> **The task**: Switch "tiny flowers" to "small blossoms" everywhere in the rows below, keeping everything else the same. Leave the pictures out of your answer.

> **Extracted entries**:
= = = =
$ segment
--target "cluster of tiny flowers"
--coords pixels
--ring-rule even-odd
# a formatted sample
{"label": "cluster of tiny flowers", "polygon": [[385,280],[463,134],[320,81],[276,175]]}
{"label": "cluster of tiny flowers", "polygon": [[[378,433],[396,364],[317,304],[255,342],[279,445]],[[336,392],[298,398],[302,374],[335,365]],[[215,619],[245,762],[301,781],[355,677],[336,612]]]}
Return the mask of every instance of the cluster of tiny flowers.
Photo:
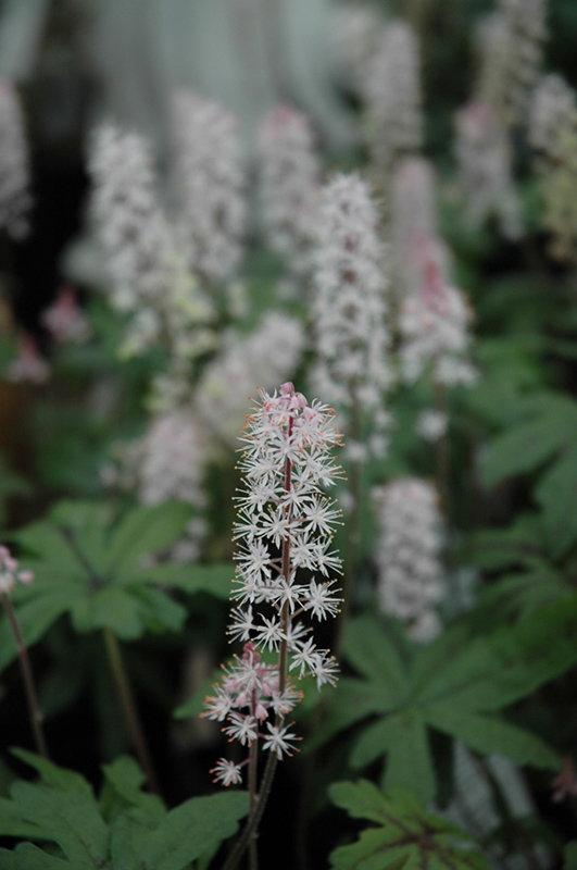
= = = =
> **Answer for this exercise**:
$ segment
--target "cluster of small blossoms"
--coords pixels
--ring-rule even-odd
# a formatted sample
{"label": "cluster of small blossoms", "polygon": [[385,280],[463,134],[320,81],[276,175]]}
{"label": "cluster of small blossoms", "polygon": [[[378,433],[396,364],[317,304],[255,342],[279,445]],[[336,392],[298,398],[302,374],[335,365]],[[215,619],[245,762],[301,781],[355,677],[336,612]]]}
Return the mask of every instance of the cluster of small blossoms.
Photo:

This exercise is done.